Dataset items:
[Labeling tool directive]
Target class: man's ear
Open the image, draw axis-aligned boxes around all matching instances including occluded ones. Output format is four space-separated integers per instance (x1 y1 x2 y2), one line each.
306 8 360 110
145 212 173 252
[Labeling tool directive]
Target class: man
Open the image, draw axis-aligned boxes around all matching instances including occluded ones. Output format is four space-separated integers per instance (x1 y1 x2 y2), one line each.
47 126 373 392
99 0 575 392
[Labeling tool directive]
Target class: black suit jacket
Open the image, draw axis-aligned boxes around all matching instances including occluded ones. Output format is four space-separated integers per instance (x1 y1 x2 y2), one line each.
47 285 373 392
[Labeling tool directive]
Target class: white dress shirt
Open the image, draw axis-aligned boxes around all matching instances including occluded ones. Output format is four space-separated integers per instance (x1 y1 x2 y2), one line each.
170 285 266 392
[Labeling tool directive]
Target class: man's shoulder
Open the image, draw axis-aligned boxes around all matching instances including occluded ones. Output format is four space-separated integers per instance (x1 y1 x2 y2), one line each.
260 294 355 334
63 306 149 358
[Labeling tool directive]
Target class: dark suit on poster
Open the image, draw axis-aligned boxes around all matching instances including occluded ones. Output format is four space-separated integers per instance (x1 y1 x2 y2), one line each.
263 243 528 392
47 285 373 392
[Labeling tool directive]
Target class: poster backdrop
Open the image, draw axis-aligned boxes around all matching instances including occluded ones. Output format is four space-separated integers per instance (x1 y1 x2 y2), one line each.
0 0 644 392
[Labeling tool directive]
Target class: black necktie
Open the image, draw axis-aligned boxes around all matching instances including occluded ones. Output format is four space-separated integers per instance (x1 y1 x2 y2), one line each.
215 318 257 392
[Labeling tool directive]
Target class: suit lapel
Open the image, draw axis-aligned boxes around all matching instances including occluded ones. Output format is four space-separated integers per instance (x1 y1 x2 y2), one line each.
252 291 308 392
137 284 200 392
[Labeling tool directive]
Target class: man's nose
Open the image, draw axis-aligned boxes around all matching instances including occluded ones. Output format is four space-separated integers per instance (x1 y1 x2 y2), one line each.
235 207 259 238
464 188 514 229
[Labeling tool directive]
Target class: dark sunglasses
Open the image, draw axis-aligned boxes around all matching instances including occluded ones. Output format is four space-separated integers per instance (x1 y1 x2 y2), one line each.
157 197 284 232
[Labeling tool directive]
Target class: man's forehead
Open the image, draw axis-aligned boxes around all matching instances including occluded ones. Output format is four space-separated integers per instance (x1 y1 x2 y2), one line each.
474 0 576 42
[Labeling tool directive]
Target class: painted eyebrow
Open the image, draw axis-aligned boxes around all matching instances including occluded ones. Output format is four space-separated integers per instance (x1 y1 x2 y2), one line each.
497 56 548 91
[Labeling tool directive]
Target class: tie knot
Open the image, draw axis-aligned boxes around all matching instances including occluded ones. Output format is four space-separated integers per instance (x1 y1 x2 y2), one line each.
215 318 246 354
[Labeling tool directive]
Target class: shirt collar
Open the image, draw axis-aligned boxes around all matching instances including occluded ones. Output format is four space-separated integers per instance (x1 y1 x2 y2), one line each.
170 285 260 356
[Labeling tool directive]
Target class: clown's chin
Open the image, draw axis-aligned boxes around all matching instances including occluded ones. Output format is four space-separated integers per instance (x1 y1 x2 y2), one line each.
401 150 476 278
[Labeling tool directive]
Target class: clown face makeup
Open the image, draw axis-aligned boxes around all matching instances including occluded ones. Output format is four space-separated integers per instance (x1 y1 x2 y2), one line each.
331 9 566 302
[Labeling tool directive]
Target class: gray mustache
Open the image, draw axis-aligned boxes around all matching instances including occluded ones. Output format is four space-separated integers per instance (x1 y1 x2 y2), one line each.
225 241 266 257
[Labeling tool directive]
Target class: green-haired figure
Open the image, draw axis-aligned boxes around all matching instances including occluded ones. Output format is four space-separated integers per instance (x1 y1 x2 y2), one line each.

PROBLEM TO SOLVE ::
Please rewrite the lines above as a Markdown table with a Row column for the row number and a Text column for the line, leaving out any blank lines.

RESPONSE FOR THIS EXERCISE ::
| Row | Text |
|---|---|
| 1 | [Labeling tool directive] |
| 2 | Target class: man's ear |
| 3 | Open the image, draw axis-aligned boxes around all matching instances including occluded ones. Output format is four space-separated integers per instance (x1 y1 x2 y2), one line each. |
| 4 | 306 8 360 110 |
| 5 | 145 212 173 252 |
| 6 | [Labeling tool directive] |
| 7 | Target class: man |
| 8 | Open the image, draw axis-aligned boxes around all matching instances including occluded ones. Output format is four space-separated integers per instance (x1 y1 x2 y2), one line each. |
| 9 | 47 126 373 392 |
| 10 | 99 0 575 392 |
| 11 | [Labeling tool directive] |
| 12 | Target class: black suit jacket |
| 13 | Open the image, draw axis-aligned boxes around all matching instances including occluded ones. Output format is four space-separated integers per instance (x1 y1 x2 y2), one line each. |
| 14 | 47 285 373 392 |
| 15 | [Labeling tool directive] |
| 16 | Target class: white dress shirt |
| 17 | Open the image, draw axis-aligned boxes around all matching instances including occluded ones. Output format is four space-separated integers per instance (x1 y1 x2 y2), one line each. |
| 18 | 170 285 266 392 |
| 19 | [Labeling tool directive] |
| 20 | Target class: man's shoulder |
| 21 | Open the image, draw axis-aligned boxes around all matching instances including occluded ones. Output format is four space-separated integers per instance (x1 y1 x2 y2), one line each. |
| 22 | 260 294 355 334 |
| 23 | 63 306 149 358 |
| 24 | [Labeling tool directive] |
| 25 | Target class: dark suit on poster |
| 26 | Open the image, draw axis-aligned boxes around all matching instances including occluded ones. Output format is four space-separated integers per instance (x1 y1 x2 y2), one line each. |
| 27 | 263 243 528 392 |
| 28 | 47 285 373 392 |
| 29 | [Labeling tool directive] |
| 30 | Target class: poster backdrop |
| 31 | Open the image, draw axis-aligned boxes around all matching instances including occluded ones. Output format is four space-separated integers per instance (x1 y1 x2 y2), one line each. |
| 32 | 0 0 644 392 |
| 33 | [Labeling tool directive] |
| 34 | Target class: black necktie |
| 35 | Open the image, draw axis-aligned boxes around all matching instances including occluded ones. Output format is four space-separated integers per instance (x1 y1 x2 y2), one line each. |
| 36 | 215 318 257 392 |
| 37 | [Labeling tool directive] |
| 38 | Target class: suit lapel |
| 39 | Open the image, draw axis-aligned boxes around all matching instances including occluded ones. Output format is four space-separated integers per instance (x1 y1 x2 y2), one line each. |
| 40 | 252 291 308 392 |
| 41 | 137 284 200 392 |
| 42 | [Labeling tool directive] |
| 43 | Target class: man's nose |
| 44 | Open the image, draw axis-aligned boxes around all matching instances including occluded ones. Output format is four space-separated integers per instance (x1 y1 x2 y2), one line each. |
| 45 | 235 207 259 238 |
| 46 | 464 188 514 229 |
| 47 | [Labeling tool directive] |
| 48 | Target class: dark sunglasses |
| 49 | Open the image, draw axis-aligned boxes around all matching instances including occluded ones. Output format is four space-separated integers per instance (x1 y1 x2 y2), one line each. |
| 50 | 157 197 284 232 |
| 51 | [Labeling tool directive] |
| 52 | Target class: man's forehead |
| 53 | Open the image, draw axis-aligned boxes around all matching instances including occluded ones. Output format is four space-separated integers per instance (x1 y1 x2 y2), one line each. |
| 54 | 474 0 576 42 |
| 55 | [Labeling tool directive] |
| 56 | Target class: painted eyebrow |
| 57 | Open the image, draw axis-aligned boxes around all matching instances including occluded ones. Output format is four space-separated integers per instance (x1 y1 x2 y2), one line each. |
| 58 | 497 56 548 91 |
| 59 | [Labeling tool directive] |
| 60 | Target class: tie knot |
| 61 | Open the image, draw axis-aligned boxes around all matching instances including occluded ones. Output format is four space-separated integers per instance (x1 y1 x2 y2), one line each. |
| 62 | 215 318 246 354 |
| 63 | [Labeling tool directive] |
| 64 | Target class: shirt collar |
| 65 | Open the image, draw axis-aligned boxes around all matching instances including occluded ones. Output format is four space-separated integers per instance (x1 y1 x2 y2), one line each. |
| 66 | 170 285 260 356 |
| 67 | [Labeling tool directive] |
| 68 | Target class: clown's chin |
| 69 | Open the image, draw axis-aligned boxes around all matching instances including occluded ones. Output format is four space-separated integers per instance (x1 y1 x2 y2), one line each. |
| 70 | 401 150 476 278 |
| 71 | [Labeling tool directive] |
| 72 | Target class: clown face makeup |
| 73 | Open the image, draw axis-aligned boxes around all matching instances including occluded ones. Output format is four space-separated integers per instance (x1 y1 x2 y2), one line each. |
| 74 | 331 9 566 302 |
| 75 | [Labeling tool directive] |
| 76 | Target class: gray mustache |
| 77 | Open the image, draw axis-aligned boxes around all matching instances including occluded ones. Output format is four space-separated integers per instance (x1 y1 x2 y2), one line each. |
| 78 | 225 241 266 257 |
| 79 | [Labeling tool directive] |
| 80 | Target class: green-haired figure |
| 81 | Open the image, draw axis-aligned boxes around all matching instances including occluded ones. Output format is four space-separated integers per instance (x1 y1 x2 y2), one line each. |